- **Set of tasks**:
[A] Answer these about the rvat changelog, one line each:
(i) Which method got a bug fix in v.0.3.2?
(ii) Which new function in v.0.3.1 makes mutation plots?
(iii) In v.0.3.0, what new field do RVAT results include for logistic tests?
[B] Carry on the rvat changelog from where it stops.

*** Page extract ***

Changelog • rvat

v.0.3

v.0.3.2

Bug fix: Fixed a bug in the getAnno method: if the ranges parameter was specified, but none of the variants in the specified table overlap with those respective ranges, all rows in the specified table were returned.

v.0.3.1

Includes new mutationPlot function to create mutation plots that visualize variant-level and gene-level association results along a transcript structure. Optionally, custom tracks such as protein domains or mutation clusters can be overlaid.
The mutationPlot function is demonstrated in the updated spatial clustering tutorial.
Includes a new method getRanges for varSetList and varSetFile that retrieves genomic ranges for variant sets. Can be used to retrieve either genomic coordinates or other user-defined coordinates such as CDS coordinates genearated with the mapCDS method.

v.0.3.0

Large update! In particular, changes have been made to:

Documentation and tutorials
- All methods/classes/functions now contain examples in their documentation.
- New tutorials are included on variant annotation, gene set analysis and spatial clustering.
  Existing workflows have been updated with new features/functions .
Association testing
- RVAT results now include a OR field indicating the odds-ratio for logistic tests (firth and glm). Importantly: For firth and flm tests effect/effectSE/effectCIlower/effectCIupper are now on the log-scale!

*** End of Page extract ***
*** Material supplied ***

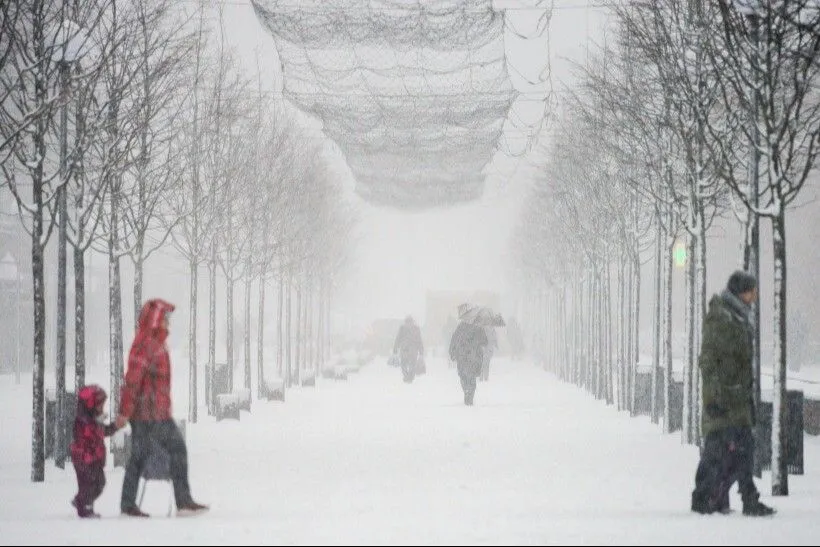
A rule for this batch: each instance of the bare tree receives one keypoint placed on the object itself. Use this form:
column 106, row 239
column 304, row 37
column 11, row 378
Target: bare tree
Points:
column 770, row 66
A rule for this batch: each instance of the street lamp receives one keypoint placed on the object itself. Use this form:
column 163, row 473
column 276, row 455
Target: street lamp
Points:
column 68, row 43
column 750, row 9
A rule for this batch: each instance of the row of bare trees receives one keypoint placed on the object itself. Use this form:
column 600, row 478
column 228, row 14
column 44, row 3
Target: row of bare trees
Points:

*** End of Material supplied ***
*** Material supplied ***

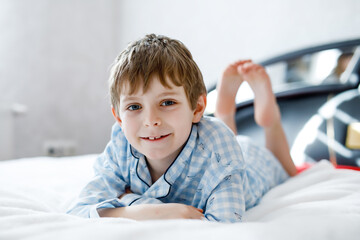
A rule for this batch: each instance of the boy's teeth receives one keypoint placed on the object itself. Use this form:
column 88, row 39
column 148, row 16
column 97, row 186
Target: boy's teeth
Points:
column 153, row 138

*** End of Material supplied ***

- **Expected outputs**:
[A]
(i) The getAnno method.
(ii) The mutationPlot function.
(iii) An OR field giving the odds-ratio.

[B]
- Effect alleles (i.e. the allele to which the effect estimate refers) and non-effect alleles are now included in the results of single variant tests.
Metadata
- GDB now includes additional metadata, including a unique identifier, the genome build and creation date and can be retrieved using corresponding getters (e.g. getGenomeBuild and getGdbId). The genome build can be set when building the gdb (genomeBuild parameter), and will then be used correctly assign ploidies on the sex-chromosomes in downstream analyses (so no need to set the checkPloidy parameter anymore, although this is still an option). The gdb identifier can be useful to track which gdb was used to generate results, as the id will be included in the metadata of downstream files such as results files and varSetFiles (see below). Also, it is used methods such as assocTest and summariseGeno to check whether supplied varSetFile/varSetList files were generated from the specified gdb.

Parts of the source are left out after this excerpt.